Selected excerpt:
* * *

According to Cesfac, the two largest producers represent 17.2% of the total turn over of the sector, with the first five representing 31.6% and the first ten 42.4%. Six companies produce more than 1 million t, the leader being Nanta with over 700,000 t of compound feed production per year. A subsidiary of the Dutch Nutreco group, Nanta has 15 plants in Spain plus one in Portugal, and also participations in other companies such as Arprisa, pienso Nanfor, and piensos Nanpro. In Spain, Nutreco also owns Sada, the main Spanish poultry company which acquired the poultry division of Conagra (2000), Agrovic piensos (2001), the Copaga cooperative, Trouw Nutrition España (specialties) and the pig integrator Inga Food SA (Table 3).
The 100% Spanish group Valls Companys, is in second position with a total feed production representing 7-10% of the total Spanish production. Valls Companys owns 12 companies in Spain in several branches: feed, poultry and pig integration, pig and poultry slaughterhouses, bread flours, a veterinary and pharmaceutical laboratory, logistics.
Nuter Iberica, originating from a merger between the Pascual group and the financial company Mercapital, holds third position with a share of a little more than 6% of Spanish feed production. C.A. Guissona, in fourth position, is a cooperative whose major feed production is dedicated to its own calves, poultry and pig integrated farms.
Cargill España, fifth in line, is a major raw material importer, with 14 feed plants in Andalucía, Extremadura, Madrid, Castilla and León, Galicia, Asturias, Murcia and Baleares, as well as Portugal. To complete the picture; Coren a cooperative located in Galicia but also active in other regions such as Castilla and León and Extremadura is a leader in meat production.
Coren has about 10 companies and most of its feed production is for its own needs (only 20-25% is sold on the free market).

* * *

What to produce:
Can you carry on the passage about Spain's leading compound feed producers, starting right after its last sentence?

(Excerpts from a dataset)
* * *

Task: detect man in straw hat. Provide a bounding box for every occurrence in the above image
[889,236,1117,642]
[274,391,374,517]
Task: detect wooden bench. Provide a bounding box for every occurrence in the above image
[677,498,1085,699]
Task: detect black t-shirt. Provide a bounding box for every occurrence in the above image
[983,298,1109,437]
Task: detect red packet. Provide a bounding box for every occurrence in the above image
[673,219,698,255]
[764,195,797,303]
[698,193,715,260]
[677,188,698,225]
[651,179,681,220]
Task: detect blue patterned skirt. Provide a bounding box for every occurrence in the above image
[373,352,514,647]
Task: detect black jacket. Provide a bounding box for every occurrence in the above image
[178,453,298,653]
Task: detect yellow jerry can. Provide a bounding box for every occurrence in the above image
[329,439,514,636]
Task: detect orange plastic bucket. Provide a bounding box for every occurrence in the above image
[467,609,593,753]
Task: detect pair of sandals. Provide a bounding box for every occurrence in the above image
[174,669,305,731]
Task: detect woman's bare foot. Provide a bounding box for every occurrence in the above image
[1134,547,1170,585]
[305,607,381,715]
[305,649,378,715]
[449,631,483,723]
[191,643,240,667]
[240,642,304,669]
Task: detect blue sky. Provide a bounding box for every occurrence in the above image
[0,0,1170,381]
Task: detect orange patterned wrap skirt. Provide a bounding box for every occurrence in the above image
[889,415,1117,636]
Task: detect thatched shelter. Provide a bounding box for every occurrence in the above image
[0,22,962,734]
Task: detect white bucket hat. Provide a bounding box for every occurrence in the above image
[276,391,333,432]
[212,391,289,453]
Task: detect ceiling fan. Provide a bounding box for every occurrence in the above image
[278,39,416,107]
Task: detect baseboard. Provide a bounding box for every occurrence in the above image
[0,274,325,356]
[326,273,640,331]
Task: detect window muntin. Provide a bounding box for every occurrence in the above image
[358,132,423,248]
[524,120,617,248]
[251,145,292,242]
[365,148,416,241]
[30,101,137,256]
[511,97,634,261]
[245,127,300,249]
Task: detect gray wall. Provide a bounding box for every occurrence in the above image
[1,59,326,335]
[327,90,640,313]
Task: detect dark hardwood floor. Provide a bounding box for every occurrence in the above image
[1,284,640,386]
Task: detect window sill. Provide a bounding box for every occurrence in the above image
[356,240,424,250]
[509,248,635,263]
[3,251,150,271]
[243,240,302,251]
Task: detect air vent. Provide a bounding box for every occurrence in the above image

* * *

Output for this task:
Imported raw materials
Spain has a traditional lack of grains and oilseeds, which is a major handicap for the feed industry compared to its European neighbours. The country has an average annual grain production of 20 million tonnes, but with great variations due to the climate (from 13 million tonnes in poor years to 24 million tonnes in top years). Grains are very often grown in dry areas and yields are directly linked to weather conditions.
A little less than 12 million tonnes of grain have been imported during the 2007/08 campaign, of which maize (6,4 million t), wheat (2,7 million t), and sorghum (2,5 million t) are the main grains. On a total apparent consumption (production plus imports minus exports) of 27,7 million t of grain for the 2007/08 campaign, barley and maize are the main grains (9,4 million t each), followed by wheat (7,7 million t) and then oats (1 million t).
According to official statistics published by the Spanish Ministry of Agriculture in January, the drop in winter grains (from 2 to 12% compared to last year depending on the crop) may create a pressure on raw material availability in 2009. The drop is expected to be high for soft wheat (-12% to 1.3 million ha), but less grave for barley (-6.8% to 3.2 million ha).
There is also an expected drop in oilseed crops, with for example a 13.5% decrease forecasted for rape in 2009 compared to 2008. The analysis of raw material needs of the Spanish feed industry (Table 4) shows an increasing consumption of grains and cakes, and moretapioca also being imported since 2005.
*Philippe Caldier is a freelance writer who regularly contributes to Feed Tech.